### Exercises to complete:
- 1) Write out the part of the LAX shooting article that runs from "Hernandez, 39, was" up to and including "Miguel Marquez reports.", word for word.
- 2) According to the LAX shooting article, where on his body was TSA officer Tony Grigsby shot?

### Text segment:

After a weekend of intense investigation, authorities are piecing together more details about Friday's fatal shooting at Los Angeles International Airport, including the suspect's behavior earlier in the week and a warning from his family that may have come minutes too late.
About 9:20 a.m. Friday, Ciancia walked up to a Transportation Security Administration checkpoint in Terminal 3. He pulled a .223-caliber assault rifle from a bag and shot TSA officer Gerardo Hernandez "at point-blank range," according to a court document filed by an FBI agent.
Ciancia then went up an escalator but returned to shoot Hernandez again, apparently after seeing him move.
He continued walking and shooting. Witnesses said he went from person to person, asking, "Are you TSA?"
Hernandez, 39, was the first TSA officer to die in the line of duty since the agency was created in 2001.
"He took pride in his duty for the American public and for the TSA mission," said his wife, Ana Hernandez.
The couple, who married in 1998, have two children.
Two other TSA officers - James Speer, 54, and Tony Grigsby, 36 - were wounded but were released from the hospital.
Grigsby, who was shot in the foot, told reporters Monday he was injured while helping an elderly man move to a safe area.
"I turned around and there was a gunman," he said. "Shot me twice."
A traveler who was shot in the leg, 29-year-old Brian Ludmer of Lake Forest, Illinois, was in fair condition Sunday.
Days before Paul Ciancia's murderous rampage at LAX, one woman who knows the alleged gunman and his three roommates says Ciancia was already plotting his crime.
CNN's Miguel Marquez reports.
Woman: He asked one of the roommates if you could have a ride to the airport.
Miguel: Why did he need a ride?
Woman: He said he was going back home. He said his dad was sick and he had to go help take care of him.
MM: Did anyone see a ticket?
Woman: No. He also didn't tell him what day he needed to leave.
She says Ciancia rarely left his San Fernando Valley apartment since moving there in January. Describing him as socially awkward and a heavy smoker, he always paid his rent on time and appeared to make money trading online. The day he put his alleged plan into action, she says, took his roommate by surprise.
Ciancia's roommates believe he texted family members in New Jersey, telling them he was going to commit suicide. That prompted frantic calls between police in NJ and LA. Police came to Ciancia's home.
She says the two other roommates were woken up and handcuffed as police searched the premises. Paul already gone and no sign of a gun.
Woman: At this moment as they are seeing this on the TV, their third roommate comes back and he said "Oh I just dropped off Paul at LAX, he had to go home."
And they just knew and said "I think you just dropped off Paul to a shooting."

### Extracted information:
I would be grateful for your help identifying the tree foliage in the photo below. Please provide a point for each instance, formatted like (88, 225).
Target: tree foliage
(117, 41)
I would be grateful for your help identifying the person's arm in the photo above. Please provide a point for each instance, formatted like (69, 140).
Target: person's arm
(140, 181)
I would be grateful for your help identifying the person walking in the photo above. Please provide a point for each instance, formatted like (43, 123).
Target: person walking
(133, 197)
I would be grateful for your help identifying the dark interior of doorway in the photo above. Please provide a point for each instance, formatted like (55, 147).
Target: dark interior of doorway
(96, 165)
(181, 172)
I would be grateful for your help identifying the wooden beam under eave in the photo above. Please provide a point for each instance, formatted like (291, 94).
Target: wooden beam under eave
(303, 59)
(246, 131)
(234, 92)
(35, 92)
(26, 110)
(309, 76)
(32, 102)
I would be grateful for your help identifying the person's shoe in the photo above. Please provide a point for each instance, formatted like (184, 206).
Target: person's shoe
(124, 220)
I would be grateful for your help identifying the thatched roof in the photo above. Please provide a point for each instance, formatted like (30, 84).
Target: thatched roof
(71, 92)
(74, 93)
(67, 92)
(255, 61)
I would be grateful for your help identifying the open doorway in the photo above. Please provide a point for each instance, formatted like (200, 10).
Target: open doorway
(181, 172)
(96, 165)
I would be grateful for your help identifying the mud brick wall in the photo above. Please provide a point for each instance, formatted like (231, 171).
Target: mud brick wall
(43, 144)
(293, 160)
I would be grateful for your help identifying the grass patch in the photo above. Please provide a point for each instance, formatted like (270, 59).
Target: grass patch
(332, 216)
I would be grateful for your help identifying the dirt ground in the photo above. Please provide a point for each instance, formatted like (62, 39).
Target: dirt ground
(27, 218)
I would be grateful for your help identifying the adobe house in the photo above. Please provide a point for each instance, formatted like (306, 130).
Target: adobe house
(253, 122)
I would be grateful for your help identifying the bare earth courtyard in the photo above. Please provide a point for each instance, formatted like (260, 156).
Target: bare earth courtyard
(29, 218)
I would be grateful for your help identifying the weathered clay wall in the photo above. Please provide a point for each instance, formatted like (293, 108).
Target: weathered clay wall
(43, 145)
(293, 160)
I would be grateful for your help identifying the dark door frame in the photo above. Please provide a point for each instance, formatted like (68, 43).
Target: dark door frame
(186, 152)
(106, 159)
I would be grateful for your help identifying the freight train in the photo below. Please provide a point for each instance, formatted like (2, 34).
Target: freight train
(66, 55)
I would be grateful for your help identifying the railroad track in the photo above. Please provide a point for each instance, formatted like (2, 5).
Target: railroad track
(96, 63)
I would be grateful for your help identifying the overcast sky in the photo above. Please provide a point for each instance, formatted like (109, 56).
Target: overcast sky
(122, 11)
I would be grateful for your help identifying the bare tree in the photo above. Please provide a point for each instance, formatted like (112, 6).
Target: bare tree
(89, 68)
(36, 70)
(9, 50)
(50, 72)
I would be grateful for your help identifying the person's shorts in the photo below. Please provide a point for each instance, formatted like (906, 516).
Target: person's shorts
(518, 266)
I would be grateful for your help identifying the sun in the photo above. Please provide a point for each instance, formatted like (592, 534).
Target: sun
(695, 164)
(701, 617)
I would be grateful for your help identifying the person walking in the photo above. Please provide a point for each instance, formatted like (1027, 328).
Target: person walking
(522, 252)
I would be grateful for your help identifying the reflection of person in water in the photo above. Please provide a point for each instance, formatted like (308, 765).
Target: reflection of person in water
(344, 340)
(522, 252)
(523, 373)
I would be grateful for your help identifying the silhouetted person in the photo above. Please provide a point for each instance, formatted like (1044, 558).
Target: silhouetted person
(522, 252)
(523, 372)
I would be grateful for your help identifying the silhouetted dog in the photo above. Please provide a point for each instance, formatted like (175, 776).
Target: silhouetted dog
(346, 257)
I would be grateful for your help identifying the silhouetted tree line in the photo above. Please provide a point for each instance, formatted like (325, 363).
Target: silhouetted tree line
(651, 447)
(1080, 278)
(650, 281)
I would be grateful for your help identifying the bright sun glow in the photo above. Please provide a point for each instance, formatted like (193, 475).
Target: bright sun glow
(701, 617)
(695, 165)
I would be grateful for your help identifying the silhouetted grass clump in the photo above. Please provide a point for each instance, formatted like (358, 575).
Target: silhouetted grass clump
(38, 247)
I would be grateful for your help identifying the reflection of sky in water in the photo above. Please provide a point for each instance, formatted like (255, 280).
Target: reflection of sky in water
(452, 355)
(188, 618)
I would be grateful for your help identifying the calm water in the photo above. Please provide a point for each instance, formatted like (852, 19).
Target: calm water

### Answer section:
- 1)
Hernandez, 39, was the first TSA officer to die in the line of duty since the agency was created in 2001.
"He took pride in his duty for the American public and for the TSA mission," said his wife, Ana Hernandez.
The couple, who married in 1998, have two children.
Two other TSA officers - James Speer, 54, and Tony Grigsby, 36 - were wounded but were released from the hospital.
Grigsby, who was shot in the foot, told reporters Monday he was injured while helping an elderly man move to a safe area.
"I turned around and there was a gunman," he said. "Shot me twice."
A traveler who was shot in the leg, 29-year-old Brian Ludmer of Lake Forest, Illinois, was in fair condition Sunday.
Days before Paul Ciancia's murderous rampage at LAX, one woman who knows the alleged gunman and his three roommates says Ciancia was already plotting his crime.
CNN's Miguel Marquez reports.

- 2) In the foot.